学習のねらい: 「the cactus spine」を含む行から「2,0,463,319」を含む行までを、両端の行も含め、空行を除いて番号付きリストの形で示しなさい。

データ一覧:
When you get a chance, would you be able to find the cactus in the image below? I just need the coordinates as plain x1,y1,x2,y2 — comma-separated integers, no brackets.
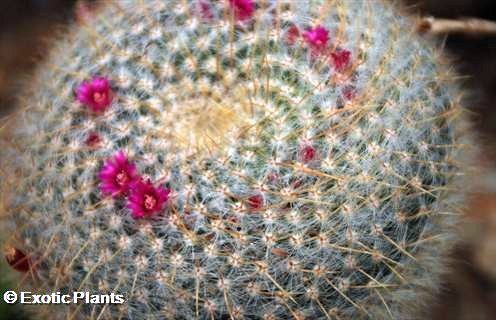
2,0,464,319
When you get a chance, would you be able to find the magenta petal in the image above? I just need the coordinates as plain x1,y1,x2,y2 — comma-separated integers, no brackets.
98,151,139,197
76,77,113,112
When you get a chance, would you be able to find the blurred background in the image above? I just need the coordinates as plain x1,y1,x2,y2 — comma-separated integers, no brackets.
0,0,496,320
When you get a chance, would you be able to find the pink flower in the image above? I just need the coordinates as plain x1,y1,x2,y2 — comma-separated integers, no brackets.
303,26,329,53
247,193,264,211
98,151,139,198
197,0,214,21
341,85,356,101
127,180,171,219
299,144,317,163
331,49,351,72
84,132,102,148
228,0,255,21
285,25,300,45
76,77,114,112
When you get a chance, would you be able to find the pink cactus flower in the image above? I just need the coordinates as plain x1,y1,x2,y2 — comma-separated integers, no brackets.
303,26,329,54
247,193,264,211
98,151,139,198
84,132,102,148
197,0,214,21
285,25,300,45
331,49,351,72
76,77,114,112
228,0,255,21
299,144,317,163
127,180,171,219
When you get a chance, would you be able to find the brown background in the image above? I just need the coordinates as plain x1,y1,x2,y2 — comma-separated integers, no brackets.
0,0,496,320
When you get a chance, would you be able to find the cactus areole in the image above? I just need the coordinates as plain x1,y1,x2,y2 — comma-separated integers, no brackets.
1,0,468,319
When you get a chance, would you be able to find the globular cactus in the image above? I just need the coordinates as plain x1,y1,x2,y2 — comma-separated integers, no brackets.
2,0,470,319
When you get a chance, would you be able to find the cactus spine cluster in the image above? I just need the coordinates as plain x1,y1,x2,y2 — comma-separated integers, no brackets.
2,0,461,319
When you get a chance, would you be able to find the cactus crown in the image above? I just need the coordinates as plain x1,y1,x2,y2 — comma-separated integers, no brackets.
3,0,466,319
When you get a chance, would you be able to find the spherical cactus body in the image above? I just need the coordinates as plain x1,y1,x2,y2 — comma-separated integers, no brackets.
2,0,463,319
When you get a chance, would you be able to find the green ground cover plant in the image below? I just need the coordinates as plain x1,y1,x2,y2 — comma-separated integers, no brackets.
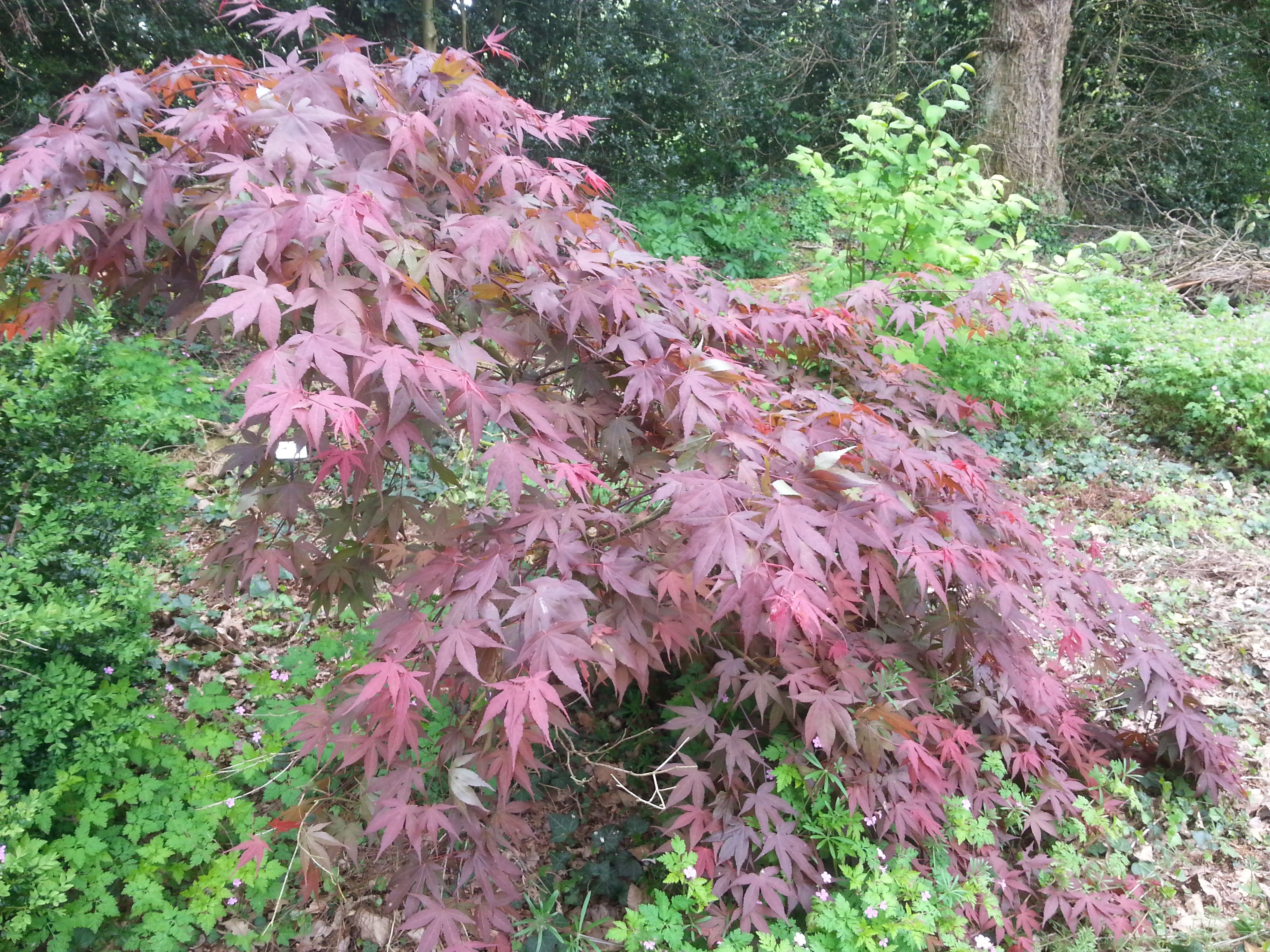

解答:
1. When you get a chance, would you be able to find the cactus spine cluster in the image above? I just need the coordinates as plain x1,y1,x2,y2 — comma-separated integers, no brackets.
2. 2,0,461,319
3. When you get a chance, would you be able to find the cactus crown in the image above? I just need the coordinates as plain x1,y1,x2,y2 — comma-separated integers, no brackets.
4. 3,0,466,319
5. When you get a chance, would you be able to find the spherical cactus body in the image above? I just need the coordinates as plain x1,y1,x2,y2 — comma-separated integers, no brackets.
6. 2,0,463,319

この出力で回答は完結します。